■ Goal: Lay out the lines of the data below as a Markdown table with the columns Row and Line, from the line containing "Practice. Find the small" through the final line of the data, inclusive. Number the rows in order and omit any blank lines.

■ Data shown:
= = =

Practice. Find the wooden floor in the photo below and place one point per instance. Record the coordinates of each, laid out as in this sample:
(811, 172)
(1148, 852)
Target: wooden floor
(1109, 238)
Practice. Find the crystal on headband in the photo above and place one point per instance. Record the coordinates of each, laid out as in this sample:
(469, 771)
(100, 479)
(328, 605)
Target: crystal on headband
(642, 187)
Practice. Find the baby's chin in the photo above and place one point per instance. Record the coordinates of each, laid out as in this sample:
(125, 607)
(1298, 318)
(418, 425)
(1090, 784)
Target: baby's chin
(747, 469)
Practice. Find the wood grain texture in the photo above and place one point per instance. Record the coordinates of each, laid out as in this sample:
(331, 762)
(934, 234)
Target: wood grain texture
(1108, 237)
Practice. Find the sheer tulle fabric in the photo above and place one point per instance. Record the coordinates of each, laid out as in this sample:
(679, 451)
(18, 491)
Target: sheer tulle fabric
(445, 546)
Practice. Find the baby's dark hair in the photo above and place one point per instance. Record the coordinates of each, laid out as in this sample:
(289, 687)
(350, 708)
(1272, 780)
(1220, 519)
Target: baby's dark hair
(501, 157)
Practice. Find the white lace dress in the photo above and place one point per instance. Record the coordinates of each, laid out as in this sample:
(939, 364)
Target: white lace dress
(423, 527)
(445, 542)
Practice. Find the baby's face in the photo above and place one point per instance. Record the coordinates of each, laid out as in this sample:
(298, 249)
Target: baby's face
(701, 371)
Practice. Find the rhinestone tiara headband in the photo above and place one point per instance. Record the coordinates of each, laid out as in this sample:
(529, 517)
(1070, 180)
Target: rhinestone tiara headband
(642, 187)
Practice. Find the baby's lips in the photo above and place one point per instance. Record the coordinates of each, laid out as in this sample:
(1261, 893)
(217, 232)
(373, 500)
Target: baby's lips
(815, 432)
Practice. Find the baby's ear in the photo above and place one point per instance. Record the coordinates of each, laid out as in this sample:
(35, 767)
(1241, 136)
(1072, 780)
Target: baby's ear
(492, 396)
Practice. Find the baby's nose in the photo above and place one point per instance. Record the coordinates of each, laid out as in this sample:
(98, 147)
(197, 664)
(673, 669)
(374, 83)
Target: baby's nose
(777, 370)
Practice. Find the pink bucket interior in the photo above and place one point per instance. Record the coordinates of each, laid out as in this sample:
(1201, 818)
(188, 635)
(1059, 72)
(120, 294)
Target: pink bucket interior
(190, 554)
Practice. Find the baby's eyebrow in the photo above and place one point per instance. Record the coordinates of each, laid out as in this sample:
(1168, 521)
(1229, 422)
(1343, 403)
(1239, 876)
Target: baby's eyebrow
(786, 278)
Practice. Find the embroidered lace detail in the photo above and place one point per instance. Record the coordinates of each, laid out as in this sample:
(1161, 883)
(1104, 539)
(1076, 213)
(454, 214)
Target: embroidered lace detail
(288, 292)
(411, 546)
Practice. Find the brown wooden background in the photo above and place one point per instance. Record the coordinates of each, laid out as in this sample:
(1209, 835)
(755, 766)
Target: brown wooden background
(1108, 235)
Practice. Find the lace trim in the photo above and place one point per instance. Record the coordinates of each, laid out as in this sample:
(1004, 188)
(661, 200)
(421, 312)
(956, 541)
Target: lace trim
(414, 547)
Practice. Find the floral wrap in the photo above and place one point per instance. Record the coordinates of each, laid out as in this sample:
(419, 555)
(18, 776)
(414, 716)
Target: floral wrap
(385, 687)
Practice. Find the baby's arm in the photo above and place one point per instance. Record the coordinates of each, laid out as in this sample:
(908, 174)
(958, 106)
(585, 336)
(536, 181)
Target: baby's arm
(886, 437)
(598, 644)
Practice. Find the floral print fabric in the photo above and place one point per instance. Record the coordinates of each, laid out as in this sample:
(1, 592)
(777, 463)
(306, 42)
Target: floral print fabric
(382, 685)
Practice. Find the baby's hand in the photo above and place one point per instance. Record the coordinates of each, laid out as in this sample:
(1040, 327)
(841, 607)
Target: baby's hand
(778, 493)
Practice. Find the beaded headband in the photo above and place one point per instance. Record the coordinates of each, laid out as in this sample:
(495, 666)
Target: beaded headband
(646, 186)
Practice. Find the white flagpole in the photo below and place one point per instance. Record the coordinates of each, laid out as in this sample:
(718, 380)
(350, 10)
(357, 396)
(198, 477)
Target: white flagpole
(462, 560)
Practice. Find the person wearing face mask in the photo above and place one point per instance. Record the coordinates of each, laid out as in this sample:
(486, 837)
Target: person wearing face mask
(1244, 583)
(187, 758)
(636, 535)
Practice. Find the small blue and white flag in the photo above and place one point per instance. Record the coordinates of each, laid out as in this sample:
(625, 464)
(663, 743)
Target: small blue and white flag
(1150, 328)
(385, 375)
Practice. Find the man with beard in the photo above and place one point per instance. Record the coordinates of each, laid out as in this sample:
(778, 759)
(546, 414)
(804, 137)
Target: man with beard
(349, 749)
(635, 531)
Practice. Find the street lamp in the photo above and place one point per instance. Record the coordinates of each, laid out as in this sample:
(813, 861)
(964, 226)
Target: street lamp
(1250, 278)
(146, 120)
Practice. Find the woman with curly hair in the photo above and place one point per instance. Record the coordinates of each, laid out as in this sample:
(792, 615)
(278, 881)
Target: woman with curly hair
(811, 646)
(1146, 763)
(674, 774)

= = =

■ Written response:
| Row | Line |
|---|---|
| 1 | Practice. Find the small blue and white flag in the photo above and place one point per instance. Record the coordinates of each, laid out as in this sample: |
| 2 | (625, 464) |
| 3 | (663, 743) |
| 4 | Target: small blue and white flag |
| 5 | (1150, 328) |
| 6 | (385, 375) |
| 7 | Practice. Find the man with beard in the photo above and place one point per instance. Record the coordinates of each, laid out as in this sample: |
| 8 | (778, 759) |
| 9 | (546, 414) |
| 10 | (804, 137) |
| 11 | Target: man with beard |
| 12 | (349, 749) |
| 13 | (635, 531) |
| 14 | Practice. Find the street lamp in the photo above and place one point per instance. Record the coordinates of each, laid out as in this sample: |
| 15 | (813, 861) |
| 16 | (964, 226) |
| 17 | Target: street lamp |
| 18 | (1250, 278) |
| 19 | (146, 120) |
| 20 | Practice. Find the woman with curly hair in the photo above and place one point per instance. Record the coordinates of each, laid out as in this sample: |
| 21 | (792, 615) |
| 22 | (278, 881) |
| 23 | Target: woman with curly hair |
| 24 | (811, 646) |
| 25 | (1146, 763) |
| 26 | (674, 774) |